:: Exercise details ::
Each line from the material with the word "football" in it must be copied.

:: Input for this task ::
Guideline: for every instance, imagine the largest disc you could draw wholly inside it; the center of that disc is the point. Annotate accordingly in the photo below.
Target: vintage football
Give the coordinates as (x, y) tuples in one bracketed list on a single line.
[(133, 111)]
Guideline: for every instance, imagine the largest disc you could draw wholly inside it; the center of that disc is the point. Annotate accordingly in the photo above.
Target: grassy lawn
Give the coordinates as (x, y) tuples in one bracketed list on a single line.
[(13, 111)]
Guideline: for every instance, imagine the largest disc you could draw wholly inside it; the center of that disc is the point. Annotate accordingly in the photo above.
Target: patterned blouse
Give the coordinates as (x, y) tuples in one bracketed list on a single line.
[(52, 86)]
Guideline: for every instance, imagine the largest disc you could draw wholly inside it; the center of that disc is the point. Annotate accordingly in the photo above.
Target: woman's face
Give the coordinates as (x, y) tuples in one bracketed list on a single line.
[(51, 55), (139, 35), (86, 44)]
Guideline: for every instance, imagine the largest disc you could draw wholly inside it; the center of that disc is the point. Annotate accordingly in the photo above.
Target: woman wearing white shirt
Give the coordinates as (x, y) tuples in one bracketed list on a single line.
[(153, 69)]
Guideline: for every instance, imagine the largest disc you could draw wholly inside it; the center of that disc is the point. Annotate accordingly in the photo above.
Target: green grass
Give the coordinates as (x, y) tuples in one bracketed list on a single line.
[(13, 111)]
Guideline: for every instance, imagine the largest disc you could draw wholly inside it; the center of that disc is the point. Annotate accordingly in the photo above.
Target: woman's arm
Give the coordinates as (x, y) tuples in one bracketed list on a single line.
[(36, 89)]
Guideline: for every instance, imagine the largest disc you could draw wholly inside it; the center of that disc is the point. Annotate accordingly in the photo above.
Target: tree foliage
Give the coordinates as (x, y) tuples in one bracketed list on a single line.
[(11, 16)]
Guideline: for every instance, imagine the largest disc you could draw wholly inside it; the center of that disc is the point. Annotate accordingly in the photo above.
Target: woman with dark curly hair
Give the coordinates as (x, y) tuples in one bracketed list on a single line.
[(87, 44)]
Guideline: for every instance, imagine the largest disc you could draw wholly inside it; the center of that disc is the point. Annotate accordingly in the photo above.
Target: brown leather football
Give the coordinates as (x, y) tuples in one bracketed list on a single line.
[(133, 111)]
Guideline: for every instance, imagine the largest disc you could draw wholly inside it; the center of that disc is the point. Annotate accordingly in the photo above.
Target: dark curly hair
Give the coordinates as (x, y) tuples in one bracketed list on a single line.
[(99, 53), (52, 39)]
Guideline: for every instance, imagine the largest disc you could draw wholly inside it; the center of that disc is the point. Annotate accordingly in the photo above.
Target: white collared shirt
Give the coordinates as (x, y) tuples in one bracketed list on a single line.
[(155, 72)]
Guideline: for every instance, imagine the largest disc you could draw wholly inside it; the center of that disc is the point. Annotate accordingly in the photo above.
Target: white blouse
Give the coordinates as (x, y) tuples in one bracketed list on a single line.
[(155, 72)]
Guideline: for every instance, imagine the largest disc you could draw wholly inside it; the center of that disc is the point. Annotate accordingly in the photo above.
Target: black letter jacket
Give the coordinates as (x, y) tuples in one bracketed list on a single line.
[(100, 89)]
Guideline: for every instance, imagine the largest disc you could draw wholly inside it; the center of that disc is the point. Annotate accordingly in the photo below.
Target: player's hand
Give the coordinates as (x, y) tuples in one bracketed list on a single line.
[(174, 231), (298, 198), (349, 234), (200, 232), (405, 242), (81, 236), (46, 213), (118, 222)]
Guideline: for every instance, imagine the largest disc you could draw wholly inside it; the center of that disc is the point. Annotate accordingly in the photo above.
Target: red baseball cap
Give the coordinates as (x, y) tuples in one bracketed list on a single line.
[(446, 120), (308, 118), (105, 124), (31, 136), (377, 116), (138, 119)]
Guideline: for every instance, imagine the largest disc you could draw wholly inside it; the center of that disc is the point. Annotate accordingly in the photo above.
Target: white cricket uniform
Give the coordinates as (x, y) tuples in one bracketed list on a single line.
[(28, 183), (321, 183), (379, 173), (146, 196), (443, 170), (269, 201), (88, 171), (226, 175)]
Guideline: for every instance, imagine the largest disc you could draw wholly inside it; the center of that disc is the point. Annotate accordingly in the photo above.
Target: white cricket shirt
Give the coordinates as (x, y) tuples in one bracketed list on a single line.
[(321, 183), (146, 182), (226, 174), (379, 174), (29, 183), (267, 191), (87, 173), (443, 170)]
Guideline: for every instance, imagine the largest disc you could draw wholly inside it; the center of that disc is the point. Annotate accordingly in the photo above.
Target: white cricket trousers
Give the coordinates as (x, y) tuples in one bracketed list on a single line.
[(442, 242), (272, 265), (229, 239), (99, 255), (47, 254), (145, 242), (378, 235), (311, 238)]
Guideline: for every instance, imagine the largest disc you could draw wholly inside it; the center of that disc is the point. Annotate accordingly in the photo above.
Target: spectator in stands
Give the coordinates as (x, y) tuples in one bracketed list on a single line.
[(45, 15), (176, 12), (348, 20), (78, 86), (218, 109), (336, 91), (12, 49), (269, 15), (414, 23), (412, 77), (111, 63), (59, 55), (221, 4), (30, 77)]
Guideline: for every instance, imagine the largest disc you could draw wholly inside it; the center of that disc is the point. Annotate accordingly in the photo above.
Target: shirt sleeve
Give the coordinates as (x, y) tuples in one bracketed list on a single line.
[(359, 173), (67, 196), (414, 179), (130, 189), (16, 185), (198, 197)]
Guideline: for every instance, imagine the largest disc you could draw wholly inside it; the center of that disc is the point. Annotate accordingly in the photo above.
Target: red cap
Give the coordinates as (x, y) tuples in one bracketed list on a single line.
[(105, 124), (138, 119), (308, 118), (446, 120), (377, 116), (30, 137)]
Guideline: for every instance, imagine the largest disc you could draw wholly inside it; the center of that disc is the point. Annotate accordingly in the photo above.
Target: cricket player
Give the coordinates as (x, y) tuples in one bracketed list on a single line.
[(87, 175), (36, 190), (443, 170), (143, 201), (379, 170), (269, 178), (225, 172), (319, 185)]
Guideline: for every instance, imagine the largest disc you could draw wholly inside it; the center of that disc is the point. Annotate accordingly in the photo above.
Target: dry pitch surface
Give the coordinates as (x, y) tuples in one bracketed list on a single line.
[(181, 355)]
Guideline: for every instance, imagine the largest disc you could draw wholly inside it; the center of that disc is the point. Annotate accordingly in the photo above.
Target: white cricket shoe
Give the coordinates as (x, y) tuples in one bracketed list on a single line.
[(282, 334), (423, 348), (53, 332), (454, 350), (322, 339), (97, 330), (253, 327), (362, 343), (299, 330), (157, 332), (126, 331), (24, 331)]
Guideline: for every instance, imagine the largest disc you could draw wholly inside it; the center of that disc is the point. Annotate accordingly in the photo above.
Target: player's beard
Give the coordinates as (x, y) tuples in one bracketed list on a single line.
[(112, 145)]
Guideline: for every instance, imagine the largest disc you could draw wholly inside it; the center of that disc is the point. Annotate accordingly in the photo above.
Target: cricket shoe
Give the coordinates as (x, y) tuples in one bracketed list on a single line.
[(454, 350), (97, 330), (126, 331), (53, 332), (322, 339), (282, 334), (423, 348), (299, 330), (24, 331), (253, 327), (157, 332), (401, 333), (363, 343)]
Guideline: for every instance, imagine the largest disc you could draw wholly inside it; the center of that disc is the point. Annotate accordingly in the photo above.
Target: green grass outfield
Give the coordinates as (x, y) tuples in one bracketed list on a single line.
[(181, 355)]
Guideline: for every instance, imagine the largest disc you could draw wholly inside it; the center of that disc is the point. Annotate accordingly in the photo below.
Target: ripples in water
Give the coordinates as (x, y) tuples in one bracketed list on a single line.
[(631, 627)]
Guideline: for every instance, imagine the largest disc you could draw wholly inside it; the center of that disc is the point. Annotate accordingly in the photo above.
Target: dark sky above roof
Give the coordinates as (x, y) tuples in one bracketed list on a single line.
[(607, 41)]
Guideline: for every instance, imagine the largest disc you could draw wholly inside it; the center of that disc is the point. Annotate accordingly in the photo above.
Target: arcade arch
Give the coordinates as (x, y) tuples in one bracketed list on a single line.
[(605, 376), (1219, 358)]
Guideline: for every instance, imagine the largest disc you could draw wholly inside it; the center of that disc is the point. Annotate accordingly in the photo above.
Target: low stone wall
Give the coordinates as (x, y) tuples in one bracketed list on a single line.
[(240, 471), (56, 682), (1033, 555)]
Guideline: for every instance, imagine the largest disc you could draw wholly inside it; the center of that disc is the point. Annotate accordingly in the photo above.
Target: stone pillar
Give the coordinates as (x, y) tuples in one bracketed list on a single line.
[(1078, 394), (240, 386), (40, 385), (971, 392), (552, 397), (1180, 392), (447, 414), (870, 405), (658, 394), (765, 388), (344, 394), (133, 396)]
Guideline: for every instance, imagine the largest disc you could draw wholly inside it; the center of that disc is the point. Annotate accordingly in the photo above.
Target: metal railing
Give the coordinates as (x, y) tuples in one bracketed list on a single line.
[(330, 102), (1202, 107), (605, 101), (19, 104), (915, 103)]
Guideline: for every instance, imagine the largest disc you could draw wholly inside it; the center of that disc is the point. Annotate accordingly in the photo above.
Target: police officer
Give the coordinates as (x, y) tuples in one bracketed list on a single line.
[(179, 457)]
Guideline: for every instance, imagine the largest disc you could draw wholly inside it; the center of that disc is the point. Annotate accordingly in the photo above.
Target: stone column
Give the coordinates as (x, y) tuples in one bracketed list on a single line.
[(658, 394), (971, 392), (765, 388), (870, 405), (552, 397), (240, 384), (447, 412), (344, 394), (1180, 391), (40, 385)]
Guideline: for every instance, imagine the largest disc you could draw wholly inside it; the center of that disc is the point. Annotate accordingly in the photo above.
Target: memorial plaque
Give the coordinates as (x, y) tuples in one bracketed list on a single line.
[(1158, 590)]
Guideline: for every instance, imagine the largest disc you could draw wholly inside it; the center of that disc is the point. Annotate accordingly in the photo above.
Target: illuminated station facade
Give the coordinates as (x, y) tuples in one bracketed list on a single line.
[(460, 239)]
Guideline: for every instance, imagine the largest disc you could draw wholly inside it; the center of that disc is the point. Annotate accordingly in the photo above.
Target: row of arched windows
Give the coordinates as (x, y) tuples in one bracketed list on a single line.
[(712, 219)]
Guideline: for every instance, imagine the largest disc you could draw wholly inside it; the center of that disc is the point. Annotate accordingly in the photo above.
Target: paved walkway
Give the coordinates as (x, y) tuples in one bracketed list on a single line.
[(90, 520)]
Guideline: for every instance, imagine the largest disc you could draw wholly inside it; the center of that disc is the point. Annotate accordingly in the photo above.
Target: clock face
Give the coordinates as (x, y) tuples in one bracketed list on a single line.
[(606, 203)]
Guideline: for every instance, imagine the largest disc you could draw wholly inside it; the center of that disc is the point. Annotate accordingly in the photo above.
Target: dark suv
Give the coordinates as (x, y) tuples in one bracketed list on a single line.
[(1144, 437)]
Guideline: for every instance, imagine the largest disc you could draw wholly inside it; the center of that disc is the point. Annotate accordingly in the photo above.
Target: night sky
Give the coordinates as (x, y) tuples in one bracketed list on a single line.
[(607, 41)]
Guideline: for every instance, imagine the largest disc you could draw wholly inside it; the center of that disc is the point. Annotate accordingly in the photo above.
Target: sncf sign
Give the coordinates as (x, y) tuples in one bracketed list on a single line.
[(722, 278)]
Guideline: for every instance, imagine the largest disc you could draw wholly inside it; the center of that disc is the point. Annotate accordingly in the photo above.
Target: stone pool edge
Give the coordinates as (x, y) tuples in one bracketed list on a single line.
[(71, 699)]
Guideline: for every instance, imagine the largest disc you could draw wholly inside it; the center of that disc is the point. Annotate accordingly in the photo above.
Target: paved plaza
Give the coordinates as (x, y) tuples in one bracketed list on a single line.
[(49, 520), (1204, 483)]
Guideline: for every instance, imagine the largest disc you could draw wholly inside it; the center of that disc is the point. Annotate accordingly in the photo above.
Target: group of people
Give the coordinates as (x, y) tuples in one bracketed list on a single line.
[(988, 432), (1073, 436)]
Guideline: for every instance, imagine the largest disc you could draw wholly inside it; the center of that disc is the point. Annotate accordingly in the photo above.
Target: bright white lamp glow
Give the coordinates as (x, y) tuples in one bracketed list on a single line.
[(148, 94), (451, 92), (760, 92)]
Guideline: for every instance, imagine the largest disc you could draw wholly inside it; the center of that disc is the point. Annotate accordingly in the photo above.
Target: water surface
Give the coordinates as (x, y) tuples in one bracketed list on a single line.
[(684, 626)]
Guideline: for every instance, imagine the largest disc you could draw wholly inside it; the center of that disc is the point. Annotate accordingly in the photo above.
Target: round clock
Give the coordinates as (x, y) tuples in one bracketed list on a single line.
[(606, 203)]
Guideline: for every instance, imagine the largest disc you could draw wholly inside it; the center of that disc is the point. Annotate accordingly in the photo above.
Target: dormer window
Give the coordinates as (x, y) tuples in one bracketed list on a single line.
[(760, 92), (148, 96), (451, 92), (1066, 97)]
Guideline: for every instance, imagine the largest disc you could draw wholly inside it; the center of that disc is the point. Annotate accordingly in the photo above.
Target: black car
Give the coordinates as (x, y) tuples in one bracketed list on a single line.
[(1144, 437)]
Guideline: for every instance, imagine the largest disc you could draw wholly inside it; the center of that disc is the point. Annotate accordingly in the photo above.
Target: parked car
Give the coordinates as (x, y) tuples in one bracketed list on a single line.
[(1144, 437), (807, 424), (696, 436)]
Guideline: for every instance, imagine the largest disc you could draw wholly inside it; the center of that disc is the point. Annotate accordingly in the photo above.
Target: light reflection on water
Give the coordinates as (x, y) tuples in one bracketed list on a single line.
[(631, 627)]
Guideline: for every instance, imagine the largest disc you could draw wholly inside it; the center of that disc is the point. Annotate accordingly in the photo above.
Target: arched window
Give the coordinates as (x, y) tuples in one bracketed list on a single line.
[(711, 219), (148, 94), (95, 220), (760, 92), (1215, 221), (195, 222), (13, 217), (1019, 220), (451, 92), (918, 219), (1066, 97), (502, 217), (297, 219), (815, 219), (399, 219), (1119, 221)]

:: Response ::
Target: vintage football
Target: brown leather football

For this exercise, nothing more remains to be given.